Mathilde of Burgundy may fit chronologically as a candidate for Otgiva's
mother, but circumstantially this does not seem very likely to me.
Mathilde's daughter Berta can hardly be placed as another Luxemburg
(whether Giselbert or Frederic was the father of Otgiva and her recorded
sister Gisela), as in that case if Berta's only husband was a brother of
Pope Leo IX then the possession of Geneva by her son Gerold would become
even more mysterious than it already is.

Otgiva's sister Gisela appears to have been having children as late as
ca 1040 - her son Radulf was killed in battle in 1102 and her son
Gilbert de Gant was father of Robert who lived until 1157/58.

The marriage of Otgiva to Balduin IV is often placed by 1012 - it has
been placed as early as ca 1005 by some (including Nicolas Huyghebaert)
but this is not based on any evidence that I can find. The 1012 dating
appears to be deduced mainly from Christian Pfister's unwarranted
assertion that Otgiva's son Balduin V was married to Robert II's
daughter Adela in Paris at an assembly held in the early months of 1028,
assuming that he was 15 at that time and so born in 1013. However, there
is better evidence that the wedding of Balduin V and Adela did not take
place until after the death of her father (in July 1031), and better
again that it was before 5 July not later than 1034 (in the lifetime of
his father who died in May 1035). It is said to have been brought on by
Balduin's burgeoning manhood, so that he was presumably not far off 17
years old in the early 1030s and this would place the marriage of his
parents by ca 1012/16, fitting well enough with Otgiva's birth by ca
1000. Balduin IV may have been older than her by 15 years or more.

+ + + +

-- Written tasks --
(A) Write out the passage on Otgiva's family word for word, in full.
(B) Please rewrite the rows from the line with "Spot any visible metal post." through the last row, both included, changing "bicycle" to "bike" and leaving everything else as it is. Give only those lines.
The passage on Otgiva's family and the rows beneath it come from unrelated sources.

+ + + +

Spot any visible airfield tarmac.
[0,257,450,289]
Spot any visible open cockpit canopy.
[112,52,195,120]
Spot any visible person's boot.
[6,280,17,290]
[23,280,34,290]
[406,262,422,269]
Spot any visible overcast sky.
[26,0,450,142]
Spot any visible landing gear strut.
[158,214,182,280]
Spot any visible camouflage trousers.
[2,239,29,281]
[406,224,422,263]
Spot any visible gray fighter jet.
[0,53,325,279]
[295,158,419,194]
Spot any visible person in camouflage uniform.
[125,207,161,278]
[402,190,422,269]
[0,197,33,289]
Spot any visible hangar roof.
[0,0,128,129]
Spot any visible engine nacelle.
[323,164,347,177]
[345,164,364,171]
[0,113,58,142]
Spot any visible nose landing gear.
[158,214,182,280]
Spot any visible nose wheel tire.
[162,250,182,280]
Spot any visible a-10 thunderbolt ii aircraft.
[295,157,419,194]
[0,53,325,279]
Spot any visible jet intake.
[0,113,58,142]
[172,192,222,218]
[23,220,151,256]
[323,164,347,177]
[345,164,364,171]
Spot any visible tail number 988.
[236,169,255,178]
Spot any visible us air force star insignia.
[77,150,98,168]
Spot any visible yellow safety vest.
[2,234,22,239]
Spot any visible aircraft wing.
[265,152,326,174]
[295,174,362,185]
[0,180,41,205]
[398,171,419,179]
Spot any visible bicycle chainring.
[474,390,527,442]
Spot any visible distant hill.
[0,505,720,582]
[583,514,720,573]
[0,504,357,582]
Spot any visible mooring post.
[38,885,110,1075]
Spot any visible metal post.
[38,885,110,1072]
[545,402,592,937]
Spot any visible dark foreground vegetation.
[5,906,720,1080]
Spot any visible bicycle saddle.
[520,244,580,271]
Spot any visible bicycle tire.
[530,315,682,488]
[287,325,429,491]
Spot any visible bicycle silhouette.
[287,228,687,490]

+ + + +

-- Responses to the exercise --
(A)
Mathilde of Burgundy may fit chronologically as a candidate for Otgiva's
mother, but circumstantially this does not seem very likely to me.
Mathilde's daughter Berta can hardly be placed as another Luxemburg
(whether Giselbert or Frederic was the father of Otgiva and her recorded
sister Gisela), as in that case if Berta's only husband was a brother of
Pope Leo IX then the possession of Geneva by her son Gerold would become
even more mysterious than it already is.

Otgiva's sister Gisela appears to have been having children as late as
ca 1040 - her son Radulf was killed in battle in 1102 and her son
Gilbert de Gant was father of Robert who lived until 1157/58.

The marriage of Otgiva to Balduin IV is often placed by 1012 - it has
been placed as early as ca 1005 by some (including Nicolas Huyghebaert)
but this is not based on any evidence that I can find. The 1012 dating
appears to be deduced mainly from Christian Pfister's unwarranted
assertion that Otgiva's son Balduin V was married to Robert II's
daughter Adela in Paris at an assembly held in the early months of 1028,
assuming that he was 15 at that time and so born in 1013. However, there
is better evidence that the wedding of Balduin V and Adela did not take
place until after the death of her father (in July 1031), and better
again that it was before 5 July not later than 1034 (in the lifetime of
his father who died in May 1035). It is said to have been brought on by
Balduin's burgeoning manhood, so that he was presumably not far off 17
years old in the early 1030s and this would place the marriage of his
parents by ca 1012/16, fitting well enough with Otgiva's birth by ca
1000. Balduin IV may have been older than her by 15 years or more.

(B)
Spot any visible metal post.
[38,885,110,1072]
[545,402,592,937]
Spot any visible dark foreground vegetation.
[5,906,720,1080]
Spot any visible bike saddle.
[520,244,580,271]
Spot any visible bike tire.
[530,315,682,488]
[287,325,429,491]
Spot any visible bike silhouette.
[287,228,687,490]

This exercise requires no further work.